Dataset extract |
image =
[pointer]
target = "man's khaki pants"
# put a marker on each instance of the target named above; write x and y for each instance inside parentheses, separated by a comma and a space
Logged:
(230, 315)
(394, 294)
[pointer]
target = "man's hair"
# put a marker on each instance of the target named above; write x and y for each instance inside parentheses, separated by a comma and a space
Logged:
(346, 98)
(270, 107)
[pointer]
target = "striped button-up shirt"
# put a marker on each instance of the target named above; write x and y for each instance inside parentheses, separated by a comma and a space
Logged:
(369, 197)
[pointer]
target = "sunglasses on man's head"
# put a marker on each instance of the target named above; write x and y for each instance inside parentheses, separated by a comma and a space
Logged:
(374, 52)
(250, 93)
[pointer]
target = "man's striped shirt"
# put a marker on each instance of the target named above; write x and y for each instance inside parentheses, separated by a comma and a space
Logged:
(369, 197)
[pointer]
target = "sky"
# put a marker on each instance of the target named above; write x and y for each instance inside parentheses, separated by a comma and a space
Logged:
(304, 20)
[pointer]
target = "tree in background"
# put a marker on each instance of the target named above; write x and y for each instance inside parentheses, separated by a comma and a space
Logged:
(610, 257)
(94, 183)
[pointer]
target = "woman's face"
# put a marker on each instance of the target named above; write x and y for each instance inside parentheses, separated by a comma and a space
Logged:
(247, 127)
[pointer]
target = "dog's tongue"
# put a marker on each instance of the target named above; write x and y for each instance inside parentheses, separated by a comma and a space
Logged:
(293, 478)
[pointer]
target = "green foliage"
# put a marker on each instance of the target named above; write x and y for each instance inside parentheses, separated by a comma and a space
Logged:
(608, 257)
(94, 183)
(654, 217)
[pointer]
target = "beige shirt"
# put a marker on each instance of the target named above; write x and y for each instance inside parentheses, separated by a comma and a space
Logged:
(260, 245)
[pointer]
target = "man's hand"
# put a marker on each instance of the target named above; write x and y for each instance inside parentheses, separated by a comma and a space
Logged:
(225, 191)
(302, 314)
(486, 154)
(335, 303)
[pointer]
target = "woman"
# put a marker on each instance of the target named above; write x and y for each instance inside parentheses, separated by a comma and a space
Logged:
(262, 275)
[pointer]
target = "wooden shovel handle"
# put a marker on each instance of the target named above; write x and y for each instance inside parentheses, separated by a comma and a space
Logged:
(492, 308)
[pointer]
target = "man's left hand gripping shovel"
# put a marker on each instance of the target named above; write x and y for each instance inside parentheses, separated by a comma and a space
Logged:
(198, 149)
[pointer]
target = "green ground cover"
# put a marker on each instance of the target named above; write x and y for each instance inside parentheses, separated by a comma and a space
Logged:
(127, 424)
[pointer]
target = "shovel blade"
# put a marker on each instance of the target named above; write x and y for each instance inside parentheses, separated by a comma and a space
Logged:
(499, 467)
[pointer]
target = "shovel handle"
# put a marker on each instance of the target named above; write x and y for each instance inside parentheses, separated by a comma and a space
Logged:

Exercise instructions | Each line above is to be restated exactly.

Solution to this problem |
image =
[pointer]
target = "man's khaki pants"
# put a marker on each instance of the target named above; write x and y for each instance inside parentheses, separated by a comma and a space
Logged:
(230, 315)
(394, 294)
[pointer]
target = "man's hair"
# put a marker on each instance of the target named above; write x and y for each instance inside parentheses, separated by a comma and a space
Logged:
(346, 98)
(270, 107)
[pointer]
target = "striped button-up shirt"
# put a marker on each instance of the target named above; write x and y for each instance inside parentheses, separated by a comma and a space
Logged:
(369, 197)
[pointer]
target = "sunglasses on man's head"
# put a marker on each instance of the target named above; write x and y for each instance inside parentheses, separated by a comma and a space
Logged:
(374, 52)
(250, 93)
[pointer]
target = "man's striped shirt"
# put a marker on each instance of the target named above; write x and y for each instance inside parentheses, separated by a comma and a space
Logged:
(369, 197)
[pointer]
target = "sky"
# put a marker on each instance of the target named above; write x and y for each instance inside parentheses, separated by a comma and a space
Logged:
(304, 20)
[pointer]
target = "tree in background"
# put a marker on each instance of the target named above; write x and y for each instance inside parentheses, separated by a comma and a space
Logged:
(610, 257)
(94, 183)
[pointer]
target = "woman's face"
# put a marker on each instance of the target named above; write x and y for each instance inside parentheses, separated by a comma and a space
Logged:
(247, 127)
[pointer]
target = "dog's tongue"
# put a marker on each instance of the target named above; write x and y for each instance inside parentheses, separated by a comma and a space
Logged:
(293, 478)
[pointer]
target = "green foliage"
# put a marker on each instance of the target named above; write x and y for each instance inside parentheses, separated by a comma and a space
Logged:
(608, 257)
(94, 183)
(654, 217)
[pointer]
target = "beige shirt"
# put a marker on each instance of the target named above; write x and y for each instance inside parentheses, separated by a comma and a space
Logged:
(260, 245)
[pointer]
target = "man's hand"
# put a marker on each instance of the target named above; write x and y for each instance inside parentheses, separated by a comma and a space
Logged:
(225, 191)
(302, 314)
(486, 154)
(335, 303)
[pointer]
target = "woman"
# put a marker on each instance of the target named above; write x and y for each instance inside parentheses, separated by a comma and a space
Logged:
(262, 275)
[pointer]
target = "wooden shovel handle"
# put a marker on each instance of the target named above; write x and y for each instance inside parentheses, separated by a comma and a space
Logged:
(492, 308)
[pointer]
target = "man's left hand gripping shovel"
# put a marker on each instance of the target named above; write x and y for each instance inside parentheses, separated by a comma and a space
Logged:
(198, 149)
[pointer]
target = "green ground cover"
# put a marker on each instance of the target named above; write x and y for each instance inside parentheses, separated by a comma and a space
Logged:
(127, 424)
[pointer]
target = "shovel blade"
# put a marker on each instance of the target named above; write x and y for each instance inside parentheses, separated by a comma and a space
Logged:
(499, 467)
[pointer]
target = "shovel handle"
# put a marker on each instance of the target named above; write x and y for each instance inside parentheses, separated by a comma and a space
Logged:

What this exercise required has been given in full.